* [SUPPLIED RECORDS]:
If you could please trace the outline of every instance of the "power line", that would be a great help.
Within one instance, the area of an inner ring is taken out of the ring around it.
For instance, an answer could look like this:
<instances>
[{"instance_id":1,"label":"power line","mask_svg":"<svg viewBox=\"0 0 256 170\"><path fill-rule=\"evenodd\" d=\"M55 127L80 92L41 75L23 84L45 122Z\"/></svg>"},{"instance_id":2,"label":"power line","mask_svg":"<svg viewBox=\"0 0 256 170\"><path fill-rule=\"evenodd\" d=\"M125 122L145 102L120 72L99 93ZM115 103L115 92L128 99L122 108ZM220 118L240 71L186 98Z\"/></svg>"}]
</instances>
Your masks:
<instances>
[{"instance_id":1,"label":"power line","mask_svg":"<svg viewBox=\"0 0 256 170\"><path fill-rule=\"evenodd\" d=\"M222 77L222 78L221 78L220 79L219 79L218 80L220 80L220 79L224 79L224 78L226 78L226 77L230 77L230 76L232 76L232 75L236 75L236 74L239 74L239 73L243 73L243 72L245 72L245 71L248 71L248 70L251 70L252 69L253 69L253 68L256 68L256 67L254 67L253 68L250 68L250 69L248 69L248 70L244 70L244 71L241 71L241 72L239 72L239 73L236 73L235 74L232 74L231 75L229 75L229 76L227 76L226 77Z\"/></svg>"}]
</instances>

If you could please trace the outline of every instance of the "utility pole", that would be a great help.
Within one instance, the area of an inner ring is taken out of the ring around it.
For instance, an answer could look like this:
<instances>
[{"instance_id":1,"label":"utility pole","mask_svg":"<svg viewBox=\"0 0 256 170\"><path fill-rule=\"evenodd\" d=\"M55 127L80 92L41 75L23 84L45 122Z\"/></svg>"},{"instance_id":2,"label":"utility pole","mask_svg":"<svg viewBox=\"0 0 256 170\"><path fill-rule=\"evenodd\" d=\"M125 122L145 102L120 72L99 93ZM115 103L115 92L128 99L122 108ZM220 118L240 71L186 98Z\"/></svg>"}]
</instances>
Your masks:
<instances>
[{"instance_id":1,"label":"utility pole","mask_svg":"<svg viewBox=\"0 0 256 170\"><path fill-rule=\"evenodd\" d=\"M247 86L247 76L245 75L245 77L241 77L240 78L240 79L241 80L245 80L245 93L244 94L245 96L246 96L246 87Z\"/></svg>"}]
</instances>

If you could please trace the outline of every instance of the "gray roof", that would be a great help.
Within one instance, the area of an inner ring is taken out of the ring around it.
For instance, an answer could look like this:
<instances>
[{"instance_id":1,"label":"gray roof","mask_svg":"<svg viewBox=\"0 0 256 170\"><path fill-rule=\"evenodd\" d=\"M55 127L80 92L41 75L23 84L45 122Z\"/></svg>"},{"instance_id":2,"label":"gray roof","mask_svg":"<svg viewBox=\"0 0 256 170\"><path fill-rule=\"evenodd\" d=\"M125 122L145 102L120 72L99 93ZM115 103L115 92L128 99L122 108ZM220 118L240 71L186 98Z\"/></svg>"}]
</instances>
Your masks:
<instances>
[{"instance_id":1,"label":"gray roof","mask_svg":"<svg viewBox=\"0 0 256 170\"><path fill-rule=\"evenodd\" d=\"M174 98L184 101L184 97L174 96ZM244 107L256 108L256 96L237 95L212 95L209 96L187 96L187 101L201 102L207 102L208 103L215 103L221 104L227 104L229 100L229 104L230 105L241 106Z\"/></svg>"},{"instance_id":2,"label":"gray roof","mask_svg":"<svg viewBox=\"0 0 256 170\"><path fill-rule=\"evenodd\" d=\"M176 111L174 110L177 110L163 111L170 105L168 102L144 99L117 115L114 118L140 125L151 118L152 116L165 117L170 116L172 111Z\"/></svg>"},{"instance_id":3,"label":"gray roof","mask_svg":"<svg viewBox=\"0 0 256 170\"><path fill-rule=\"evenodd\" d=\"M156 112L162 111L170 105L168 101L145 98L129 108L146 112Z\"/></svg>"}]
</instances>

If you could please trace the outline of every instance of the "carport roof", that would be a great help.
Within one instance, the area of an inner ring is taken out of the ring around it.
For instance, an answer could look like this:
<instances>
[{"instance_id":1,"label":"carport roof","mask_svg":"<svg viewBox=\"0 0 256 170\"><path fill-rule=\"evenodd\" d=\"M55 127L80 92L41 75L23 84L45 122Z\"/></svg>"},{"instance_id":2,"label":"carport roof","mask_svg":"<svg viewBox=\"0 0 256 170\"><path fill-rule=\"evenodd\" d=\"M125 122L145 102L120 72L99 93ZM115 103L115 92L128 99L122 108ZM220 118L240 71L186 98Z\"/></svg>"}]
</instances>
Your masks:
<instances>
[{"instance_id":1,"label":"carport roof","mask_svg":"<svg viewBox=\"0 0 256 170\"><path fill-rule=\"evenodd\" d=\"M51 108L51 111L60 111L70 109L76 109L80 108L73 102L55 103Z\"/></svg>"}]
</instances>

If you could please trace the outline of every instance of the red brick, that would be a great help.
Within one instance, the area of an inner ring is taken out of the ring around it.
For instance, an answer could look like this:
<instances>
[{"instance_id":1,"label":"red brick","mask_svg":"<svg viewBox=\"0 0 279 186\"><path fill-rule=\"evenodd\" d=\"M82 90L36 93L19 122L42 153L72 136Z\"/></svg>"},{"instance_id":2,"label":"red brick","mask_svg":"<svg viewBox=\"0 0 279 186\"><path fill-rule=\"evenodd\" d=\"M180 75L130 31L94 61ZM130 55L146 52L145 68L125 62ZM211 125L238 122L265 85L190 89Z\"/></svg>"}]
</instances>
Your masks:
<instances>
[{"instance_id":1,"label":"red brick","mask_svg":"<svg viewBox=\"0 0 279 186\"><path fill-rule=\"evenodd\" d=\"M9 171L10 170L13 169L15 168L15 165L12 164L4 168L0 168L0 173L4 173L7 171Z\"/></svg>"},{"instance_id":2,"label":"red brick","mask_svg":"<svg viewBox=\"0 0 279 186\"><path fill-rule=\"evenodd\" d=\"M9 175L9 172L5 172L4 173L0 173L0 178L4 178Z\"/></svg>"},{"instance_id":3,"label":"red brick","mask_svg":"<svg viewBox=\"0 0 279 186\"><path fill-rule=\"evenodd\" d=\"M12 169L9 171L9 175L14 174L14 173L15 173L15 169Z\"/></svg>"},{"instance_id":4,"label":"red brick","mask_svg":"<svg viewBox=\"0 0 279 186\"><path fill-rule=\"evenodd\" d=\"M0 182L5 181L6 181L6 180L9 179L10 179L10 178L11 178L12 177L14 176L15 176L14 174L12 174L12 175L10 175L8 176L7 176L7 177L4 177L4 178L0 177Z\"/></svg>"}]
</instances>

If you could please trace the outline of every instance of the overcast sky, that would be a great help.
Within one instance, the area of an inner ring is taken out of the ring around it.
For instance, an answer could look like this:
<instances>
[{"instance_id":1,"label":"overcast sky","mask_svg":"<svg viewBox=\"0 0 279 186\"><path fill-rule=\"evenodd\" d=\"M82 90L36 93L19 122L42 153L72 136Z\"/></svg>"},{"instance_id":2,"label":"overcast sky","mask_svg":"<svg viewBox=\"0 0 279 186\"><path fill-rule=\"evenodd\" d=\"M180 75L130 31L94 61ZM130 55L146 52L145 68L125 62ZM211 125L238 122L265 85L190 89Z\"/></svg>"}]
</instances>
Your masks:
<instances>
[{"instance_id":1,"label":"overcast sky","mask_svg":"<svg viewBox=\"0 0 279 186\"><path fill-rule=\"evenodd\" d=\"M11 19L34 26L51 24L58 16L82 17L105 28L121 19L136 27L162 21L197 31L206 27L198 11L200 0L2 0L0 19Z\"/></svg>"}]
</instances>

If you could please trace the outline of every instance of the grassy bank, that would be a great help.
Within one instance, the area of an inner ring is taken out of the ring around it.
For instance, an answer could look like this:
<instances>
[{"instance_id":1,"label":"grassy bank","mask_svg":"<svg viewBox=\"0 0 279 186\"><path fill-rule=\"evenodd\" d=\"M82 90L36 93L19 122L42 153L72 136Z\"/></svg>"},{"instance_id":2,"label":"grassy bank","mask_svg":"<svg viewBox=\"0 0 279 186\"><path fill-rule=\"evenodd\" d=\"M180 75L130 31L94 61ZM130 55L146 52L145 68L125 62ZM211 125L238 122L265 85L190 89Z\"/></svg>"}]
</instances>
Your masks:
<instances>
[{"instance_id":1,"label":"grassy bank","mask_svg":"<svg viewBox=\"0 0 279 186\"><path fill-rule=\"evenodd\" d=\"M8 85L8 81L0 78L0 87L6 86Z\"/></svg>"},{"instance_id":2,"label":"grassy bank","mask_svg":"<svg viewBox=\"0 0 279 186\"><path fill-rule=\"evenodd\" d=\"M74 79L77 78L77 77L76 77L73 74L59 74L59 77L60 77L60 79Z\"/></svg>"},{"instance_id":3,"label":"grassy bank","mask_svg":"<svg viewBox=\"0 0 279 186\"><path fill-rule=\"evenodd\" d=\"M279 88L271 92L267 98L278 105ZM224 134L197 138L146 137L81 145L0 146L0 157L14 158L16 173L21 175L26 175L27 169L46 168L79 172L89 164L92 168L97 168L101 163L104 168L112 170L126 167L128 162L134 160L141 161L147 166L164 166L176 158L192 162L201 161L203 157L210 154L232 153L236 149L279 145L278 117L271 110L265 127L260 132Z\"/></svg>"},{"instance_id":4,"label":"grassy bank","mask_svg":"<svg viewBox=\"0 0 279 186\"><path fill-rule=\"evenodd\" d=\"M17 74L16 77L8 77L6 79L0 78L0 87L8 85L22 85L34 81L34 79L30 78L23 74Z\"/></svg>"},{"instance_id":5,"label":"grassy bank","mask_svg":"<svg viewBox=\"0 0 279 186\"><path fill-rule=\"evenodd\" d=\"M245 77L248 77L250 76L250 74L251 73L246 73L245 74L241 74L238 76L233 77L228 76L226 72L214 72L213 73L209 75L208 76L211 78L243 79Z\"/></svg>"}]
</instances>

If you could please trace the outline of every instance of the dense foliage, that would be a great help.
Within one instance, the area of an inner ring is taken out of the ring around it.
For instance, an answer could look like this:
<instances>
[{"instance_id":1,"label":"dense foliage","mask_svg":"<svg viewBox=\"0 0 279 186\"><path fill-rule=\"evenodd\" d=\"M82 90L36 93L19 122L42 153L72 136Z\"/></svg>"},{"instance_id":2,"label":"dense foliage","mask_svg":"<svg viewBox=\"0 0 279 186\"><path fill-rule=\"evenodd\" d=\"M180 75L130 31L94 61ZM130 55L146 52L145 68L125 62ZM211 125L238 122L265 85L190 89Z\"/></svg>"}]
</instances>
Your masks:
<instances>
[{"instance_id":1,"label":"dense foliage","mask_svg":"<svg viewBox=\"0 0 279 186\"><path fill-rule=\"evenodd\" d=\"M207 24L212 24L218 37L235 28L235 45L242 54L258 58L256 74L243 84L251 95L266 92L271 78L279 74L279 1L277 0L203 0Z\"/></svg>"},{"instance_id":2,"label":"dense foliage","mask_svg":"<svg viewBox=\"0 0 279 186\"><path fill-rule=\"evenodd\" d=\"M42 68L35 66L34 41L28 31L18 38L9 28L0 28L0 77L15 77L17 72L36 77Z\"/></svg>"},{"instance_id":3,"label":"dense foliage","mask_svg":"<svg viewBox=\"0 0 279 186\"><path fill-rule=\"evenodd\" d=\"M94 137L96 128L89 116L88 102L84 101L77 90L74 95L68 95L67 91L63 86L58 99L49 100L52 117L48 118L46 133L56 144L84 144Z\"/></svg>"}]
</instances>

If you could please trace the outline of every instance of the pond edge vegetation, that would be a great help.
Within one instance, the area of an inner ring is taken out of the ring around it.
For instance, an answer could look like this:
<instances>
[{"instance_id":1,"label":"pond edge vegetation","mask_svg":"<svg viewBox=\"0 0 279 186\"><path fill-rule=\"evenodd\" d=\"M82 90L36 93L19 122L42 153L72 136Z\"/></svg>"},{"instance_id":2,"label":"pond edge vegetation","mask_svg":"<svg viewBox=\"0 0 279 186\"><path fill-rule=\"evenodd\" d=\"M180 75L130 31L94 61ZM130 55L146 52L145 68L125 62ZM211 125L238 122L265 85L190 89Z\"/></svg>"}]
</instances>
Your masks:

* [REQUIRED TASK]:
Render the lines from the one containing "vegetation, that would be a great help." through the end of the items as a JSON list of strings, one string per line, omitting blank lines.

* [RESULT OF THIS EXERCISE]:
[
  "If you could please trace the outline of every instance of the pond edge vegetation, that would be a great help.",
  "Within one instance, the area of an inner ring is taken out of the ring around it.",
  "For instance, an answer could look like this:",
  "<instances>",
  "[{\"instance_id\":1,\"label\":\"pond edge vegetation\",\"mask_svg\":\"<svg viewBox=\\\"0 0 279 186\\\"><path fill-rule=\\\"evenodd\\\" d=\\\"M82 90L36 93L19 122L42 153L72 136Z\\\"/></svg>\"},{\"instance_id\":2,\"label\":\"pond edge vegetation\",\"mask_svg\":\"<svg viewBox=\\\"0 0 279 186\\\"><path fill-rule=\\\"evenodd\\\" d=\\\"M180 75L130 31L94 61ZM130 55L146 52L145 68L125 62ZM211 125L238 122L265 85L190 89Z\\\"/></svg>\"}]",
  "</instances>",
  "Your masks:"
]